**INFORMATION PROVIDED**:

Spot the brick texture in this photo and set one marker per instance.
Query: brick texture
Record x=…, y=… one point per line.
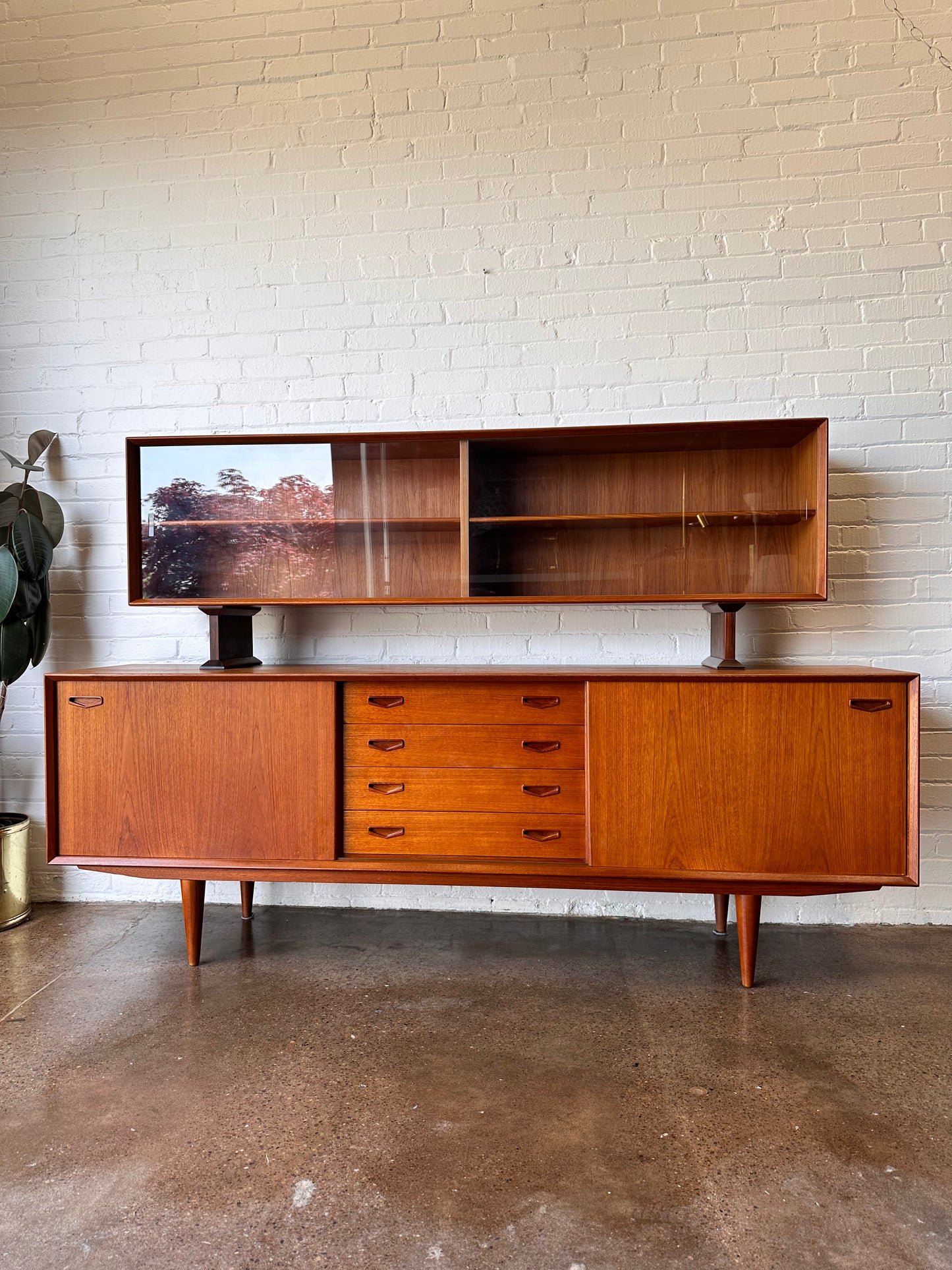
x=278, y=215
==
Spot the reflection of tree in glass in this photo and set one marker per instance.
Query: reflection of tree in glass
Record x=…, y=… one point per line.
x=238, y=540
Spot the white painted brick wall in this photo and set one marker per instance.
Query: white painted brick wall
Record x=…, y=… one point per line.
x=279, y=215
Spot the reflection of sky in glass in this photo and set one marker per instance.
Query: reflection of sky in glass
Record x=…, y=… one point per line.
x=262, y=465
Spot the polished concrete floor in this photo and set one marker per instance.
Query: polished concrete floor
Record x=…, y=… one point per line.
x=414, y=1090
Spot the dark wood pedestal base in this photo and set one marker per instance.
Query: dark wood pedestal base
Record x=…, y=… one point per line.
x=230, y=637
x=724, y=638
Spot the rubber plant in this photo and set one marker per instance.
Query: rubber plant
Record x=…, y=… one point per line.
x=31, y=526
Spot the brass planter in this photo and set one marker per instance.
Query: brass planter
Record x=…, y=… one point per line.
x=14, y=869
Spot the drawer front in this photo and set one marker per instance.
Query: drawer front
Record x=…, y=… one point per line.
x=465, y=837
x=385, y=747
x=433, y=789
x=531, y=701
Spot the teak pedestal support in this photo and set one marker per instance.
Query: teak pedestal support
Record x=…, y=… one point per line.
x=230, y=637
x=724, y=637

**TASK TO COMPLETE**:
Rewrite the material from the line with "Spot the drawer" to the line with "x=724, y=637", both lines included, and reproduce every line, requests too. Scale each point coordinate by 2.35, rounding to whole numbers with halves going up.

**ANSWER TO THIS TASK**:
Spot the drawer front in this photo and set one marker per instance.
Query: drawer front
Record x=…, y=… one point per line.
x=1093, y=1967
x=905, y=1755
x=1018, y=1854
x=1248, y=1647
Spot the teak pedestal support in this photo and set one marker per instance.
Query: teak pedestal support
Record x=…, y=… one point per line.
x=541, y=1497
x=1701, y=1497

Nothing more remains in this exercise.